Entries drawn from a collection:
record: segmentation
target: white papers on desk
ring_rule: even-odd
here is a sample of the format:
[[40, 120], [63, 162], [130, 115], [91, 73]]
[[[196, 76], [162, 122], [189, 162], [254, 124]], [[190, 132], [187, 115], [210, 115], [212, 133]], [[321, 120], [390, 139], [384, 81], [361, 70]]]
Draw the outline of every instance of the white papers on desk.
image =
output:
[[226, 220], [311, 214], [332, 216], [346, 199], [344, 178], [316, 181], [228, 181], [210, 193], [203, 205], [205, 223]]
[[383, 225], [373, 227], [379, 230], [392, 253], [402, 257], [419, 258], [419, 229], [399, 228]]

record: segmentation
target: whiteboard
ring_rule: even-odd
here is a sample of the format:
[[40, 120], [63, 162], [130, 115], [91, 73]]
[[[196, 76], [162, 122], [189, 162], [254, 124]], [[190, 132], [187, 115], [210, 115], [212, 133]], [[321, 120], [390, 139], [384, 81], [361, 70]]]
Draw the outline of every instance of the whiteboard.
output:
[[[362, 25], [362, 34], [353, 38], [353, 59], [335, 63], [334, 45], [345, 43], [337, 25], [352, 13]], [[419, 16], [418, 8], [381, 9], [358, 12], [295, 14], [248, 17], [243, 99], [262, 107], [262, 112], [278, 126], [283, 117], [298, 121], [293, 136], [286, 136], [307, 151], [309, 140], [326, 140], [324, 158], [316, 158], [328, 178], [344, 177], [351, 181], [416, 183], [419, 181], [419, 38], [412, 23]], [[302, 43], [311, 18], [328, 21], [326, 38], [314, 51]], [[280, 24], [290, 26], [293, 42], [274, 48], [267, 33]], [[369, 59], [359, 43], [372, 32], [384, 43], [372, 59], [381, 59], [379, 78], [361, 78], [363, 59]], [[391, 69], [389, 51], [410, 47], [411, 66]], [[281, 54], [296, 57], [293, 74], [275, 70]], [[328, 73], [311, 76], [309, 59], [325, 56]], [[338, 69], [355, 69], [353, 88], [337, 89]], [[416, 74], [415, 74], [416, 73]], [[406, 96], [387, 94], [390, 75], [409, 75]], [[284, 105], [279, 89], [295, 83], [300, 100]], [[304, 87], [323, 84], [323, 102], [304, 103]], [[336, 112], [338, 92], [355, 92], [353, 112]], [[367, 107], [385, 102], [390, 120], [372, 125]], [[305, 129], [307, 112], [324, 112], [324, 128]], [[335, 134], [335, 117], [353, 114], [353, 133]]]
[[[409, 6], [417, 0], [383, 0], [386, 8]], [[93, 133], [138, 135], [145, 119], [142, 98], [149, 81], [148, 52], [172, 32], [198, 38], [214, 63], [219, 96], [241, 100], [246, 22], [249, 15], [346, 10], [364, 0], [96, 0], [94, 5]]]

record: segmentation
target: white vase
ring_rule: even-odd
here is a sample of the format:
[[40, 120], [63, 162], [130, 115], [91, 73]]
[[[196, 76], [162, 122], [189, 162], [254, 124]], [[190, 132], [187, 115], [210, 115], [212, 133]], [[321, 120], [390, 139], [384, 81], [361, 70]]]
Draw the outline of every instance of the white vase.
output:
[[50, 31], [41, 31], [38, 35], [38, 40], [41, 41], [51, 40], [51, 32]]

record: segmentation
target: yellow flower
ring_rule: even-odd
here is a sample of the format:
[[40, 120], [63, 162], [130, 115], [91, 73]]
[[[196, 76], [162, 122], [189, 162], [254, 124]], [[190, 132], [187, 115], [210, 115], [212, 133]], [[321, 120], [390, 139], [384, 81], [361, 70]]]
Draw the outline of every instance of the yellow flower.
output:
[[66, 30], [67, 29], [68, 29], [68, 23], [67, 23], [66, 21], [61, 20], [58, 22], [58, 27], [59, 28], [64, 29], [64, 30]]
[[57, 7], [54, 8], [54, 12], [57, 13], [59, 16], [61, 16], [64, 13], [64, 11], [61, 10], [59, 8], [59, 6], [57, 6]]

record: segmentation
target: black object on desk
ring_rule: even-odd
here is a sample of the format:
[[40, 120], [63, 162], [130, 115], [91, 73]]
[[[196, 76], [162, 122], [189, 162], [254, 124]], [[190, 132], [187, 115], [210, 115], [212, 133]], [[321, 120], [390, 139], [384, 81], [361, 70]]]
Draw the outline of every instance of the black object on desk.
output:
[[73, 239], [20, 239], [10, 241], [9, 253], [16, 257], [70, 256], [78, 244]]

- **What the exercise asks**
Could you lay out every line of the material above as a numbered list, skipping the blank lines?

- **Task result**
1. record: segmentation
2. target: white papers on desk
3. ring_rule: even-odd
4. here is a sample of the format:
5. [[40, 120], [63, 162], [130, 115], [91, 73]]
6. [[[196, 76], [162, 122], [189, 162], [254, 124]], [[190, 132], [187, 115], [210, 115], [212, 133]], [[321, 120], [390, 139], [384, 81], [361, 70]]]
7. Draw the outline of every instance of the white papers on desk.
8. image =
9. output:
10. [[226, 220], [311, 214], [332, 216], [346, 199], [344, 178], [316, 181], [228, 181], [210, 193], [203, 205], [205, 223]]
11. [[383, 225], [373, 227], [379, 230], [392, 253], [402, 257], [419, 258], [419, 229], [399, 228]]
12. record: segmentation
13. target: whiteboard
14. ring_rule: even-odd
15. here is a sample of the format:
16. [[40, 120], [63, 162], [130, 115], [91, 73]]
17. [[[196, 76], [162, 122], [189, 162], [254, 124]], [[190, 132], [187, 115], [210, 115], [212, 133]], [[321, 120], [390, 139], [384, 81], [361, 70]]]
18. Draw the outline of every instance of the whiteboard.
19. output:
20. [[[362, 25], [362, 34], [353, 38], [353, 59], [335, 63], [334, 45], [345, 43], [337, 25], [352, 13]], [[419, 16], [418, 8], [381, 9], [358, 12], [295, 14], [248, 17], [243, 99], [262, 107], [262, 112], [278, 126], [283, 117], [298, 121], [293, 136], [286, 136], [307, 151], [309, 140], [326, 140], [324, 158], [316, 158], [328, 178], [344, 177], [351, 181], [416, 183], [419, 181], [419, 38], [412, 23]], [[302, 43], [311, 18], [328, 21], [326, 38], [314, 51]], [[280, 24], [290, 26], [293, 42], [274, 48], [267, 33]], [[369, 59], [359, 43], [372, 32], [384, 43], [372, 59], [381, 59], [379, 78], [361, 78], [363, 59]], [[391, 69], [389, 51], [410, 47], [411, 66]], [[281, 54], [296, 57], [293, 74], [275, 70]], [[328, 73], [311, 76], [309, 59], [325, 56]], [[338, 69], [355, 69], [353, 88], [337, 89]], [[416, 74], [415, 74], [416, 73]], [[406, 96], [387, 94], [390, 75], [409, 75]], [[284, 105], [279, 89], [295, 83], [300, 100]], [[304, 87], [323, 84], [323, 102], [304, 103]], [[336, 112], [338, 92], [355, 92], [353, 112]], [[367, 107], [385, 102], [390, 120], [372, 125]], [[305, 129], [307, 112], [324, 112], [324, 128]], [[335, 134], [335, 117], [353, 114], [353, 133]]]
21. [[[409, 6], [417, 0], [383, 0], [386, 8]], [[93, 133], [138, 135], [145, 119], [142, 98], [149, 81], [148, 52], [172, 32], [198, 38], [214, 63], [219, 96], [241, 100], [246, 22], [249, 15], [346, 10], [364, 0], [96, 0], [94, 5]]]
22. record: segmentation
23. target: white vase
24. ring_rule: even-odd
25. here is a sample of the format:
26. [[40, 120], [63, 162], [130, 115], [91, 73]]
27. [[[196, 76], [162, 122], [189, 162], [254, 124]], [[190, 132], [187, 115], [210, 115], [212, 133]], [[321, 120], [390, 139], [384, 81], [361, 70]]]
28. Draw the outline of every instance of the white vase.
29. output:
30. [[50, 31], [41, 31], [38, 35], [38, 40], [41, 41], [51, 40], [51, 32]]
31. record: segmentation
32. target: yellow flower
33. ring_rule: even-odd
34. here is a sample of the format:
35. [[40, 120], [63, 162], [130, 115], [91, 73]]
36. [[[196, 76], [162, 122], [189, 162], [254, 124]], [[190, 132], [187, 115], [210, 115], [212, 133]], [[321, 120], [390, 139], [384, 81], [361, 70]]]
37. Draw the outline of every instance of the yellow flower.
38. output:
39. [[66, 30], [67, 29], [68, 29], [68, 23], [67, 23], [66, 21], [61, 20], [58, 22], [58, 27], [59, 28], [64, 29], [64, 30]]
40. [[57, 7], [54, 8], [54, 12], [57, 13], [59, 16], [61, 16], [64, 13], [64, 11], [61, 10], [59, 8], [59, 6], [57, 6]]
41. record: segmentation
42. target: black object on desk
43. ring_rule: even-odd
44. here is a sample of the format:
45. [[40, 120], [63, 162], [130, 115], [91, 73]]
46. [[[196, 76], [162, 122], [189, 162], [254, 124]], [[190, 132], [187, 115], [210, 115], [212, 133]], [[321, 120], [390, 139], [384, 81], [361, 70]]]
47. Draw the outline of every instance of the black object on desk.
48. output:
49. [[73, 239], [20, 239], [10, 241], [9, 253], [16, 257], [70, 256], [78, 244]]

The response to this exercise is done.